> Your instructions:
Go through the entries below line by line and tally those holding "wall"; write only the tally.
**** Exercise data
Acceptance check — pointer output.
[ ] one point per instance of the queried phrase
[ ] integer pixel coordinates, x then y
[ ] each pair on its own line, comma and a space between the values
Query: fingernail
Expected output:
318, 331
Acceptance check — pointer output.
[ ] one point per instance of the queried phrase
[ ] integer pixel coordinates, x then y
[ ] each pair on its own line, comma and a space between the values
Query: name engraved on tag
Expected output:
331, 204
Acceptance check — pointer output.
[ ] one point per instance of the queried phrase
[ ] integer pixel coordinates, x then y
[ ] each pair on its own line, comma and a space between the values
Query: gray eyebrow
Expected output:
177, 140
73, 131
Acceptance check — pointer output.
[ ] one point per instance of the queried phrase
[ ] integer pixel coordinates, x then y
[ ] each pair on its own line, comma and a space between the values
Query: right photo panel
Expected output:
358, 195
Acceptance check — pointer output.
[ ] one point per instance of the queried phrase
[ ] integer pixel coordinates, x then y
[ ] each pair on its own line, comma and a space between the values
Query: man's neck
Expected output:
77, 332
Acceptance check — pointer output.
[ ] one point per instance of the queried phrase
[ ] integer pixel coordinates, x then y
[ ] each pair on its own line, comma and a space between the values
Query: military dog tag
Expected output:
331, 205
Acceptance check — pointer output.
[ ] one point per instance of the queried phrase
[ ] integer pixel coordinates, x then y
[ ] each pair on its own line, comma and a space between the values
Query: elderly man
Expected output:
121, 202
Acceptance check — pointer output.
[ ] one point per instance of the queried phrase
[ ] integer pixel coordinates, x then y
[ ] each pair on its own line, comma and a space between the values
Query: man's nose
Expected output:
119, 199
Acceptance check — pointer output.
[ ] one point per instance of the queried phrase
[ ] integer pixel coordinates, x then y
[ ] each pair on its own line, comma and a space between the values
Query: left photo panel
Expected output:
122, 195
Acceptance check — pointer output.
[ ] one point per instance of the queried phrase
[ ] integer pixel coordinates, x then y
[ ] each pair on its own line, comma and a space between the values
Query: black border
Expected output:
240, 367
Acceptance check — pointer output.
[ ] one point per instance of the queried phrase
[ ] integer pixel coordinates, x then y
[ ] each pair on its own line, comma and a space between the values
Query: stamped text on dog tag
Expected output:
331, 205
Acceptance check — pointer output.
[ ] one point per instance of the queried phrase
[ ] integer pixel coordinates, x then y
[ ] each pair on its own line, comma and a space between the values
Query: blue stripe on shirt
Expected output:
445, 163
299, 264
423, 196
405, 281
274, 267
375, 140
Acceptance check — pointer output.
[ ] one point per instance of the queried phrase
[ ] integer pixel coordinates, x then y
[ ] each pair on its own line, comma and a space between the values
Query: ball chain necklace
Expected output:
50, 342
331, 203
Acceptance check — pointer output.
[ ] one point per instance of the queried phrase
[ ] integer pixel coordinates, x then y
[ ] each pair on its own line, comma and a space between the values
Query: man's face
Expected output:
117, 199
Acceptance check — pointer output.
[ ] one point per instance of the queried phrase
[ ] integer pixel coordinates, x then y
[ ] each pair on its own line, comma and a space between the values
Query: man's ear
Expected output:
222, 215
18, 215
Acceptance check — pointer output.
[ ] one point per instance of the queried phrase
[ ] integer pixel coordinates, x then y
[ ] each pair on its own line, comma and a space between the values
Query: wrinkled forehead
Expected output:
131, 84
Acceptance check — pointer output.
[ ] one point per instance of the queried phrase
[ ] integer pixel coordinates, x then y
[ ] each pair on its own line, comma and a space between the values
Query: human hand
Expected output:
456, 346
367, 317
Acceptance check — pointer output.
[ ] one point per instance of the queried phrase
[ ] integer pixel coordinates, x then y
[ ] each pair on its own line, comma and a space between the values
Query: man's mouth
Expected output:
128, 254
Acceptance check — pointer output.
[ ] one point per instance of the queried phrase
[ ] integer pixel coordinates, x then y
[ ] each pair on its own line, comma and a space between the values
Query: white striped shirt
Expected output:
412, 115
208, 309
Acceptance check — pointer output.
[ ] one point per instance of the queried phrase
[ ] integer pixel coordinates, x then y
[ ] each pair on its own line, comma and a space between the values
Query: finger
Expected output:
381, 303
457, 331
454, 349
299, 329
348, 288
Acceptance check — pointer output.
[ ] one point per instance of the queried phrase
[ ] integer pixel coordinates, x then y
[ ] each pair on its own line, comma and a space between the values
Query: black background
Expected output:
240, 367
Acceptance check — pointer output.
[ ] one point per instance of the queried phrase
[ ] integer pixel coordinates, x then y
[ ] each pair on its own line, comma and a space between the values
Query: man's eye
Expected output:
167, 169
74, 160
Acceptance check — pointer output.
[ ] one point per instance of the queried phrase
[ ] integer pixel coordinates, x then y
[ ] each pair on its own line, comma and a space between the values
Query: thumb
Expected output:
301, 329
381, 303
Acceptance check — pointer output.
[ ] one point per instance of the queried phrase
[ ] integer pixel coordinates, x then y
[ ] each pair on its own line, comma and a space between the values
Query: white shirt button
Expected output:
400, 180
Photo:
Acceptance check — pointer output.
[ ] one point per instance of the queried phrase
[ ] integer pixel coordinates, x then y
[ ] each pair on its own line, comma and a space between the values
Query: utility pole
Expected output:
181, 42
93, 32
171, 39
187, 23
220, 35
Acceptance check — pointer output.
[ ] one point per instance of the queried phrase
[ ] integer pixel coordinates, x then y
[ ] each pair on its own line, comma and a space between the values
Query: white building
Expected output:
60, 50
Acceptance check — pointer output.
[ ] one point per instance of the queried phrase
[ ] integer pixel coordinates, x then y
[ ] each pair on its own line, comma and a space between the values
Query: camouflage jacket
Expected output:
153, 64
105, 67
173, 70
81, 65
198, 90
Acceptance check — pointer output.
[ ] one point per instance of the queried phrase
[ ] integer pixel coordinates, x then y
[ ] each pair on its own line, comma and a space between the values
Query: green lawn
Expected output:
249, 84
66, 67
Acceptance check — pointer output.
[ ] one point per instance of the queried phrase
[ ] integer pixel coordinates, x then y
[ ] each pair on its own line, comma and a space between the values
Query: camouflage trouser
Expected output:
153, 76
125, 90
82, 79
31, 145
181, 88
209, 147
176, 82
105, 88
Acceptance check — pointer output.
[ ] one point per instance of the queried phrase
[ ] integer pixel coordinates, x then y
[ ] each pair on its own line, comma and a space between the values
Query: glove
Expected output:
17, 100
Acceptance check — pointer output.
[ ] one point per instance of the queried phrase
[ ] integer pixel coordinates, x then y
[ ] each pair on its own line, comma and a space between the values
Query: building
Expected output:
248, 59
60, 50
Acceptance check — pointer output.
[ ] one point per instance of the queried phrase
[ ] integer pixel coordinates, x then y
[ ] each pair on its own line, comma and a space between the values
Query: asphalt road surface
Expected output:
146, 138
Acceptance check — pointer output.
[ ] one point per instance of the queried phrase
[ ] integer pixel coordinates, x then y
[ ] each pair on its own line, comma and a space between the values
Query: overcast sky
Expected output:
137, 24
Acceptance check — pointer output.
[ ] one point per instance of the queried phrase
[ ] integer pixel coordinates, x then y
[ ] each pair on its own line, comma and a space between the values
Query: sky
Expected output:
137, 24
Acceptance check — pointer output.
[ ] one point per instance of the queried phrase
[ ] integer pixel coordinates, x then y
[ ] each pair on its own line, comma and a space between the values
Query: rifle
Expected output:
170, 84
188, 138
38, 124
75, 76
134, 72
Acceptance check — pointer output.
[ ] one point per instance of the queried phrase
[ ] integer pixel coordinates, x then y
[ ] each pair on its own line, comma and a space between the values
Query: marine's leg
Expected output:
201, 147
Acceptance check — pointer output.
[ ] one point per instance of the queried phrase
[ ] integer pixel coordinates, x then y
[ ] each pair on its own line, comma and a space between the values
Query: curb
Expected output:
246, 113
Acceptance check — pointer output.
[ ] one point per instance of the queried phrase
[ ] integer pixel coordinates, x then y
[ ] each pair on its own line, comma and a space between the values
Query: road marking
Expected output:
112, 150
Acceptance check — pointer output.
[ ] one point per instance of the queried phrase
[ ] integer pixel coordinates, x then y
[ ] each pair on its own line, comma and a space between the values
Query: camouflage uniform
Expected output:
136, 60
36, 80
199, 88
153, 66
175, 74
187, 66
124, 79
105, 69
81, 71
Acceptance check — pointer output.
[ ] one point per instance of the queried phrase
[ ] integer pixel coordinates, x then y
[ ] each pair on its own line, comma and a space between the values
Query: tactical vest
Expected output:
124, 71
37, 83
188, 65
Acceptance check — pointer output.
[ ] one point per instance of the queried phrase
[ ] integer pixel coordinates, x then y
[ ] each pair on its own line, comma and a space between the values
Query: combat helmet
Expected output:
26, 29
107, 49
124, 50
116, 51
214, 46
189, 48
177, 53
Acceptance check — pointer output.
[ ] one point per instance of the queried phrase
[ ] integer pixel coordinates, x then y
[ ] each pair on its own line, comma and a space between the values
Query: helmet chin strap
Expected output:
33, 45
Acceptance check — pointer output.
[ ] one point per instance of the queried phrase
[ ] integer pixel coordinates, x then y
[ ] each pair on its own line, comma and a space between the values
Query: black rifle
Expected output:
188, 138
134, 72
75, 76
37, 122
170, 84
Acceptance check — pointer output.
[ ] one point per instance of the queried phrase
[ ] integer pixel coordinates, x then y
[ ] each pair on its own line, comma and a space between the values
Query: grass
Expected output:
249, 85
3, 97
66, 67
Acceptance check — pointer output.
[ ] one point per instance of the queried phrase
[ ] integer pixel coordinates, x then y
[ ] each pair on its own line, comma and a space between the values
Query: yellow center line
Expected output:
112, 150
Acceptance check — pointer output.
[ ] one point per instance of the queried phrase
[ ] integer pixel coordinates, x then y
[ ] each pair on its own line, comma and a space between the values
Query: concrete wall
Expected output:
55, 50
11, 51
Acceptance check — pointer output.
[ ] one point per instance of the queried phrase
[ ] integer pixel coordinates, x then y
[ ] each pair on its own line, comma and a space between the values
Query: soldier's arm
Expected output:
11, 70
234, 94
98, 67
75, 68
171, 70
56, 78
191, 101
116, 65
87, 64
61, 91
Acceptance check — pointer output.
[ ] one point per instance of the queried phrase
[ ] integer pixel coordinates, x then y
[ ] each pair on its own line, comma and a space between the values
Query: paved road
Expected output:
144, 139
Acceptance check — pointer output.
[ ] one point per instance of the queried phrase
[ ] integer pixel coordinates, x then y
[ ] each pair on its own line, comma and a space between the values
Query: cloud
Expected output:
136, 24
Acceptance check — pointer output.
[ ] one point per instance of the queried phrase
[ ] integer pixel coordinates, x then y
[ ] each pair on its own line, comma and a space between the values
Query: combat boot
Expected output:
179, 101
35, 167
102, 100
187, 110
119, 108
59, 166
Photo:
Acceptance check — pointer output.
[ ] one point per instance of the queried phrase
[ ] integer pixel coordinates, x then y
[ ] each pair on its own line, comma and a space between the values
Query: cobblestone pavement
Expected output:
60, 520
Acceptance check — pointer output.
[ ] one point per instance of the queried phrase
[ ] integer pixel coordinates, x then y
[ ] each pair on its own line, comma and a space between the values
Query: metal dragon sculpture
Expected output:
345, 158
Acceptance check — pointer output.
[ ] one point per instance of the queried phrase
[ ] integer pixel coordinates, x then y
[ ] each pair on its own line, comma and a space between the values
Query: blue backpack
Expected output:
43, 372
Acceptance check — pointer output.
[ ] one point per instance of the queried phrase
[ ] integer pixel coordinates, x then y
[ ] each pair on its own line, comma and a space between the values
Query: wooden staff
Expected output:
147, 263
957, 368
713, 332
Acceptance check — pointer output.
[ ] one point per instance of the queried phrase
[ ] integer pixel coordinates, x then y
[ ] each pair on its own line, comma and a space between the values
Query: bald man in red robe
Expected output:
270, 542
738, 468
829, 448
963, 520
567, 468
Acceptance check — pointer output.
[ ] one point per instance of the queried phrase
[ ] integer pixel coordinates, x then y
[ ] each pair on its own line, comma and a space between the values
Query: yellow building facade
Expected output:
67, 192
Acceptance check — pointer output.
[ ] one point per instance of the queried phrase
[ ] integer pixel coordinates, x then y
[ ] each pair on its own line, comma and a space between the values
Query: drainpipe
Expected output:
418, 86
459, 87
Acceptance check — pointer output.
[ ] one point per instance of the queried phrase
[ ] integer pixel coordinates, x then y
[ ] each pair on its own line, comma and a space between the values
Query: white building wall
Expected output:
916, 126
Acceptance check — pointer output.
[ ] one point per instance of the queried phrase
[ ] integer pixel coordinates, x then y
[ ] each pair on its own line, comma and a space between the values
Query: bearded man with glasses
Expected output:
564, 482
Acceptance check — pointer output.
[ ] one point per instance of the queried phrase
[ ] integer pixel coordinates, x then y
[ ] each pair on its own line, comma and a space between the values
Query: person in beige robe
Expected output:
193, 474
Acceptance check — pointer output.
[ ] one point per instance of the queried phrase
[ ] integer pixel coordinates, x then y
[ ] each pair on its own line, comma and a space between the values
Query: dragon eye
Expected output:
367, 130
********
> Exercise result:
2